Problem statement: From the data that follows, copy word for word only the lines between the one containing "Provide a point for each instance of the quail, given" and the one containing "x=432, y=102", inclusive.

— start Task inputs —

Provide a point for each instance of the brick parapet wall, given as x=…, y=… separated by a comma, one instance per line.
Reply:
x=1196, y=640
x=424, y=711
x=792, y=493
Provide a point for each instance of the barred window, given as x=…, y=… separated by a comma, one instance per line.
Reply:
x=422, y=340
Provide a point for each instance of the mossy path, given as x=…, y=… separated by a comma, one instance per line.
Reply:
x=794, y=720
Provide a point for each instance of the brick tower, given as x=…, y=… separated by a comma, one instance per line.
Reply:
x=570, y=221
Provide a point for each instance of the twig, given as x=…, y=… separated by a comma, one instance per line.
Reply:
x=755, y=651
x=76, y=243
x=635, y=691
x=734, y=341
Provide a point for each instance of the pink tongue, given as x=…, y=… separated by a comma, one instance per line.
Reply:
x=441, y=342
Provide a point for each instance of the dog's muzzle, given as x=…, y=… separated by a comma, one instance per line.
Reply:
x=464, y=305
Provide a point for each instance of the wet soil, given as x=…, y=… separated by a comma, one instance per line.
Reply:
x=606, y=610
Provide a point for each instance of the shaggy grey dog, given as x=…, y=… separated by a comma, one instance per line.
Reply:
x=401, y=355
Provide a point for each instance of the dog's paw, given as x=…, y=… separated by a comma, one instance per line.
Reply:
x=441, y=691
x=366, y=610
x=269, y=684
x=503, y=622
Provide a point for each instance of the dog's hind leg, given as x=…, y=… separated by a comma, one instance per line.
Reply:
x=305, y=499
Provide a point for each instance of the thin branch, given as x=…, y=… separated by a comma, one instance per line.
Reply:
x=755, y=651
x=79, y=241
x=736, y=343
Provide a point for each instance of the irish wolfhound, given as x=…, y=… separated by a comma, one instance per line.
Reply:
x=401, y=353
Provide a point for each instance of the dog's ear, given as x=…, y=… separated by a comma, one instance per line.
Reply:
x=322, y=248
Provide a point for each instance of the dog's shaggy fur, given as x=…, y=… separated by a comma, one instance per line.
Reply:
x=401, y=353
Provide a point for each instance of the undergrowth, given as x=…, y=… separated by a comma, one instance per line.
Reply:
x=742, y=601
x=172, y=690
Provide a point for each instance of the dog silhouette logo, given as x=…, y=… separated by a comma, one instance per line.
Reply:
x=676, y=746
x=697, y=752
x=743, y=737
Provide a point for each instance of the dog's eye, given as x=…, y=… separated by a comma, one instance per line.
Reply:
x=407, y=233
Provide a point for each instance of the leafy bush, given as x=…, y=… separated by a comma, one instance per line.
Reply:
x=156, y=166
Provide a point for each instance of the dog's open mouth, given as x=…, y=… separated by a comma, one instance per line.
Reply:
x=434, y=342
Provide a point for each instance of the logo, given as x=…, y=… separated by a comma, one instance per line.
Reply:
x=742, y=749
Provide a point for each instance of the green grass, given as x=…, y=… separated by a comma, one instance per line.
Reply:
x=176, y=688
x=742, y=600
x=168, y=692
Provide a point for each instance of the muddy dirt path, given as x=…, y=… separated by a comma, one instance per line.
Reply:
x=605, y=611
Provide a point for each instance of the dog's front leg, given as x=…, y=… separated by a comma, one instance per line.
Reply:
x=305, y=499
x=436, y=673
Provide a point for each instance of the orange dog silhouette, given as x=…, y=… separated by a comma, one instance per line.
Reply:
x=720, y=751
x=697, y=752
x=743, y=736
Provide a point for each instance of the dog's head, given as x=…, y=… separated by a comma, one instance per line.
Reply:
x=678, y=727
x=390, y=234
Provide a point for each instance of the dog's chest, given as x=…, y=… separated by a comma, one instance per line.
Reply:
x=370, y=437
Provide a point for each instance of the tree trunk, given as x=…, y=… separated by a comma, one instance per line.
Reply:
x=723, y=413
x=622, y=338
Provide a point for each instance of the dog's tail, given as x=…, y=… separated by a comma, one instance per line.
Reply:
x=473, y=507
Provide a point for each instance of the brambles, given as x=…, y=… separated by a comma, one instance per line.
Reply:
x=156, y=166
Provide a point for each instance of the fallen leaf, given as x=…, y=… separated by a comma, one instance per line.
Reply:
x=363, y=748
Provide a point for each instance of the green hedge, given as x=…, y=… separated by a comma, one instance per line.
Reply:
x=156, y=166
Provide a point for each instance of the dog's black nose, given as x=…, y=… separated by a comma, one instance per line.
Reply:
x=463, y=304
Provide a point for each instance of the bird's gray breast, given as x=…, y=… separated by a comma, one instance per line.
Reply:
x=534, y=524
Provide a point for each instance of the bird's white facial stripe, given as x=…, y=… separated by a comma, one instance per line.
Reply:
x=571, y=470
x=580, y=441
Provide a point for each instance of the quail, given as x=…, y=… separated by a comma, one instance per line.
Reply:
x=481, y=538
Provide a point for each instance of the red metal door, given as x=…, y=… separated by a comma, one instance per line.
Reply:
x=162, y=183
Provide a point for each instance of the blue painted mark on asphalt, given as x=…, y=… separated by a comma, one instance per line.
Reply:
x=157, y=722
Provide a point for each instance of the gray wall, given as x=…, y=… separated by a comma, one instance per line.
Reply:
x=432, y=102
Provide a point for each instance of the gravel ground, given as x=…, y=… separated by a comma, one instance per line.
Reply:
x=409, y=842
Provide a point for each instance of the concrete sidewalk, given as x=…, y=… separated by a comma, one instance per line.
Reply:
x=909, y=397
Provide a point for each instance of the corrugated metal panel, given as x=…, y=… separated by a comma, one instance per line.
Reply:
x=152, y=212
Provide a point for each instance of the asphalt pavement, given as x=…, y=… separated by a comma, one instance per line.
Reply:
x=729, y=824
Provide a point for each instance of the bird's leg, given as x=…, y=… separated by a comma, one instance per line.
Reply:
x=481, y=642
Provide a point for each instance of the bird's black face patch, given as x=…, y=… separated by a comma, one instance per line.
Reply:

— end Task inputs —

Result of the task:
Provide a point for each instance of the quail, given as x=…, y=… separated by a comma, one instance per line.
Reply:
x=481, y=538
Provide a point for each instance of the red metal door, given as x=…, y=… separated by a comma, one instance per line.
Reply:
x=162, y=183
Provide a point for each instance of the blue painted mark on asphalt, given as x=…, y=… separated by a comma, one instance per line.
Reply:
x=157, y=722
Provide a point for each instance of the gray wall, given as x=…, y=… separated by a comma, one instance per line.
Reply:
x=432, y=102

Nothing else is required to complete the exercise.